# STATED GOAL:
Gather each line in the listing below that contains the word "white". Case matters.

(Dataset excerpt)

-----

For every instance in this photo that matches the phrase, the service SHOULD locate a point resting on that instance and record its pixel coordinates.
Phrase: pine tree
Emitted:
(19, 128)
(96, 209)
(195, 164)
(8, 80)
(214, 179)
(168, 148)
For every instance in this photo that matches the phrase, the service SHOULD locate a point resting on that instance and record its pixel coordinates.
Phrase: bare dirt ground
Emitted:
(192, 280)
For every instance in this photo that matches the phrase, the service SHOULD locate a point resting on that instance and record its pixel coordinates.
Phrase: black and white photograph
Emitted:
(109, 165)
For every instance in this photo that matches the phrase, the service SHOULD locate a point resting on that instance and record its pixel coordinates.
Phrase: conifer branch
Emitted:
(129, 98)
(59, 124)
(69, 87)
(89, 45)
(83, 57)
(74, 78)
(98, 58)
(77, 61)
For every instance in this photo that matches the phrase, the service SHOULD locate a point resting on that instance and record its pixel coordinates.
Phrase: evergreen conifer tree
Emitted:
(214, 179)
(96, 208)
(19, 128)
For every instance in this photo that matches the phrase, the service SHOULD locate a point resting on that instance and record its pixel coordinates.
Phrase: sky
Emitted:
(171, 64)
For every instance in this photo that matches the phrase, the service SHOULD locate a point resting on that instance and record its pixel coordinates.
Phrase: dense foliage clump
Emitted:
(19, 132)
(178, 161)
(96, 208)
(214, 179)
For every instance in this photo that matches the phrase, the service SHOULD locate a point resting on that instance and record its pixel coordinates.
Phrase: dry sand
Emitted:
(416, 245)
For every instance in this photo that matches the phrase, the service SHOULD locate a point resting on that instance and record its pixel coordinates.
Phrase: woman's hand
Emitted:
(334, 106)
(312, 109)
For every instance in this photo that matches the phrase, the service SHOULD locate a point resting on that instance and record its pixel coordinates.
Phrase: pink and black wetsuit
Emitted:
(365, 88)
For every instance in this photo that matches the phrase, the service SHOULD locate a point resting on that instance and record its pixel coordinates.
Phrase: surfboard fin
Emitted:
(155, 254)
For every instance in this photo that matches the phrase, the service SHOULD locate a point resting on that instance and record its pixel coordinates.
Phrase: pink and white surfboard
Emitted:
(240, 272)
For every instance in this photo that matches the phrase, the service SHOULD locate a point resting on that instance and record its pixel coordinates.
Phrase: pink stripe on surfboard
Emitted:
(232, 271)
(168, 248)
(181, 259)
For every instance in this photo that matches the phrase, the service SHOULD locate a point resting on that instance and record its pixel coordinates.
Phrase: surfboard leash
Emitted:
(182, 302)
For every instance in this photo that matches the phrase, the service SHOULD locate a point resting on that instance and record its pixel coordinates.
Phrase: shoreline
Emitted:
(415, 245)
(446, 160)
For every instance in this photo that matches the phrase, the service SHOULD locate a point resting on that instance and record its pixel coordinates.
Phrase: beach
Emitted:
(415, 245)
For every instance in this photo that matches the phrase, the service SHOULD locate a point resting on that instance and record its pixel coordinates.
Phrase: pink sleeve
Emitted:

-----

# RESULT FOR THIS EXERCISE:
Phrase: black and white photograph
Phrase: pink and white surfboard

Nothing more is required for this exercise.